[Begin PAGE]
OT - Buzzards

Jim McKenney jimmckenney@jimmckenney.com
Wed, 06 Jun 2007 05:38:49 PDT
Judy Glattstein wrote "What we have here are not vultures, though they are
usually so named by folks. They're buzzards. And in my part of New Jersey
there are two species, the typical red-headed turkey buzzard and the
(usually described as a more Southern species) the black-headed buzzard."

Judy used the term "buzzard", and writing as she was in American English,
she used it in a conventional if folksy way.

The more usual names for the birds in question are turkey vulture and black

The word "buzzard" in American usage usually has a negative connotation, and
it is rarely used with ornithological precision in mind. 

This word "buzzard" is well established in American vernacular usage, but
serious birders avoid using it to describe hawks or vultures except for
humorous effect. 

It's worth noting that the term "buzzard" in British English refers not to a
vulture but rather to hawks of the genera Buteo and Pernis (the latter are
actually kites). Members of the genus Buteo are also found in North America
where they are the common, easily observed large hawks. 

To add to the confusion, the term "hawk" in British usage is used for
members of the genus Accipiter, which in American English are sometimes
called "bird hawks" (because they eat other birds) or more often simply
hawks or named specifically (e.g. Cooper's hawk, northern goshawk).
[End PAGE]
[Begin MATERIAL SUPPLIED]
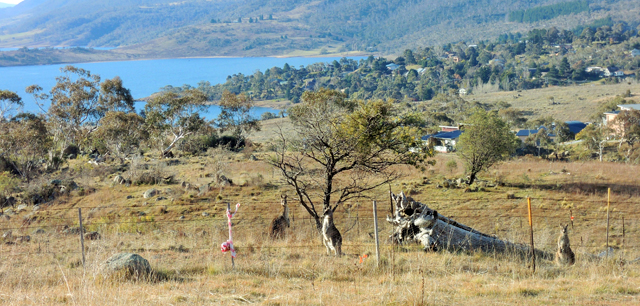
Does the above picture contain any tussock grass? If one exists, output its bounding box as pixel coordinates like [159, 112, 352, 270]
[0, 152, 640, 305]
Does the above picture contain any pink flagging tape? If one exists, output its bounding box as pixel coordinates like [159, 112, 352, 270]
[220, 203, 240, 258]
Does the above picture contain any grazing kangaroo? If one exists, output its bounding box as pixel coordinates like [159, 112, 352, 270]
[555, 224, 576, 266]
[322, 208, 342, 257]
[269, 195, 290, 239]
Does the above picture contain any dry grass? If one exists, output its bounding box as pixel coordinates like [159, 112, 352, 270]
[465, 80, 640, 121]
[0, 148, 640, 305]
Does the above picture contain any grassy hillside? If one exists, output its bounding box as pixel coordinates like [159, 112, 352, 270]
[0, 124, 640, 305]
[465, 80, 640, 122]
[0, 0, 640, 56]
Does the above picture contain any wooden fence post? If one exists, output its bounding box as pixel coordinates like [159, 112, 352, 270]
[373, 201, 380, 267]
[607, 188, 611, 258]
[622, 216, 625, 254]
[227, 202, 237, 269]
[78, 207, 85, 269]
[527, 197, 536, 273]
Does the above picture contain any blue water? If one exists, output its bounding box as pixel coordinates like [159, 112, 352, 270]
[0, 47, 117, 52]
[0, 57, 361, 119]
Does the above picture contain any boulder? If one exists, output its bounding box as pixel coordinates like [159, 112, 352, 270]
[84, 232, 101, 240]
[142, 188, 158, 199]
[598, 247, 615, 258]
[113, 175, 125, 185]
[198, 184, 211, 195]
[16, 235, 31, 243]
[102, 253, 151, 280]
[216, 175, 233, 187]
[62, 226, 80, 235]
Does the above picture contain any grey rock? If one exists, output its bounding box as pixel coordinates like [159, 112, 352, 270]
[142, 188, 158, 199]
[598, 247, 615, 258]
[198, 184, 211, 195]
[216, 175, 233, 187]
[102, 253, 151, 279]
[62, 227, 80, 235]
[84, 232, 102, 240]
[16, 235, 31, 243]
[113, 175, 126, 184]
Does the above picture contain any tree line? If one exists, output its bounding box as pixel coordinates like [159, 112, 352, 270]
[0, 66, 260, 181]
[509, 0, 589, 23]
[164, 23, 640, 103]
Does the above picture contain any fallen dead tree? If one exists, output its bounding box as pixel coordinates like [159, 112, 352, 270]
[387, 192, 553, 260]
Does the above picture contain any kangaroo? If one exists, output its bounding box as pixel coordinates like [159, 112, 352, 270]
[322, 208, 342, 257]
[555, 224, 576, 266]
[269, 195, 290, 239]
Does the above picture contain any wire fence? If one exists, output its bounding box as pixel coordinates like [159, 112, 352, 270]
[0, 197, 640, 256]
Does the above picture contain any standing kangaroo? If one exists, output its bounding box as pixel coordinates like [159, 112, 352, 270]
[555, 224, 576, 266]
[322, 208, 342, 257]
[269, 195, 291, 239]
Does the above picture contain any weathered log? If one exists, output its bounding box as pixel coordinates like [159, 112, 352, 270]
[387, 192, 553, 259]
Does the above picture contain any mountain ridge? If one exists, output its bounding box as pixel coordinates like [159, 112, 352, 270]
[0, 0, 640, 61]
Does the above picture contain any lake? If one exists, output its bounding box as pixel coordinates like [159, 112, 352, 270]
[0, 57, 362, 119]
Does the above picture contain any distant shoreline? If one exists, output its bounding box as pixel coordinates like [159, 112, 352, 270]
[0, 48, 372, 68]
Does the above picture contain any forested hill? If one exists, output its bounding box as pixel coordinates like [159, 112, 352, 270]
[0, 0, 640, 57]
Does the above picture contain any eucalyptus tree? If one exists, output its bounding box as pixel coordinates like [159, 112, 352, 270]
[0, 90, 24, 121]
[144, 89, 207, 156]
[26, 66, 134, 154]
[269, 89, 433, 229]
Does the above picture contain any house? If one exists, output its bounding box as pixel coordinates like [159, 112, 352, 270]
[604, 66, 624, 77]
[584, 66, 604, 76]
[516, 126, 556, 143]
[489, 58, 505, 66]
[564, 121, 587, 135]
[422, 130, 463, 153]
[387, 63, 400, 71]
[602, 104, 640, 134]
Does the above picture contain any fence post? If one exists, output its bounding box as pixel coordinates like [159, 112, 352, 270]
[527, 197, 536, 273]
[622, 216, 625, 254]
[227, 202, 236, 269]
[569, 209, 573, 229]
[373, 201, 380, 267]
[607, 188, 611, 258]
[78, 207, 85, 269]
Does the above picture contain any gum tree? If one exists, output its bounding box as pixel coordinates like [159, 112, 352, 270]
[269, 89, 433, 229]
[457, 108, 518, 185]
[144, 89, 207, 156]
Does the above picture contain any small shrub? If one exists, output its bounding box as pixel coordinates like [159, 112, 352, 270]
[446, 159, 458, 173]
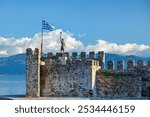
[End MATERIAL SUPPLIED]
GOAL>
Return the part of the buzzard post from "It's worth noting" to "hawk, northern goshawk).", copied word for word.

WRITTEN SOLUTION>
It's worth noting that the term "buzzard" in British English refers not to a
vulture but rather to hawks of the genera Buteo and Pernis (the latter are
actually kites). Members of the genus Buteo are also found in North America
where they are the common, easily observed large hawks. 

To add to the confusion, the term "hawk" in British usage is used for
members of the genus Accipiter, which in American English are sometimes
called "bird hawks" (because they eat other birds) or more often simply
hawks or named specifically (e.g. Cooper's hawk, northern goshawk).